Reproduce each of the records below word for word, leaving out the pictures.

★ ★ ★ ★

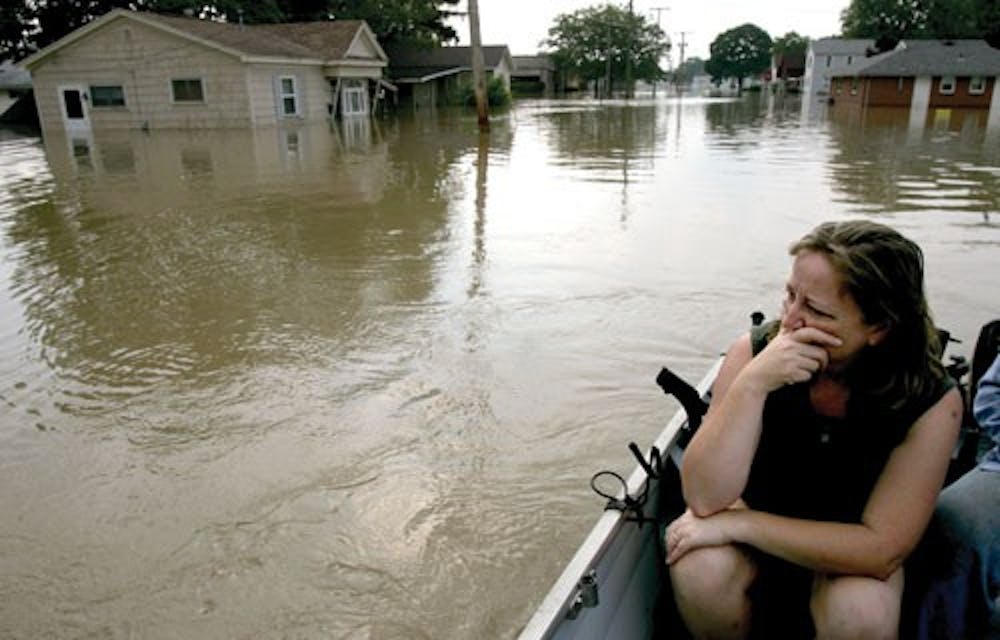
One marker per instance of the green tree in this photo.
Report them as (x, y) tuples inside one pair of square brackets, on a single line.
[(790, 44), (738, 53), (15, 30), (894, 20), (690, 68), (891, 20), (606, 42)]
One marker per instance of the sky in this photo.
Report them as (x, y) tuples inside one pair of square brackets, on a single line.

★ ★ ★ ★

Written reply:
One marker per instance of the green tree in this photo.
Report them as (x, y) tuples inside one pair of square brackets, on a single line.
[(790, 44), (738, 53), (15, 30), (894, 20), (690, 68), (891, 20), (606, 42)]
One marker per instance of the sky in this photo.
Report them as (x, y) tuples inside one pair of square brackets, on a single line.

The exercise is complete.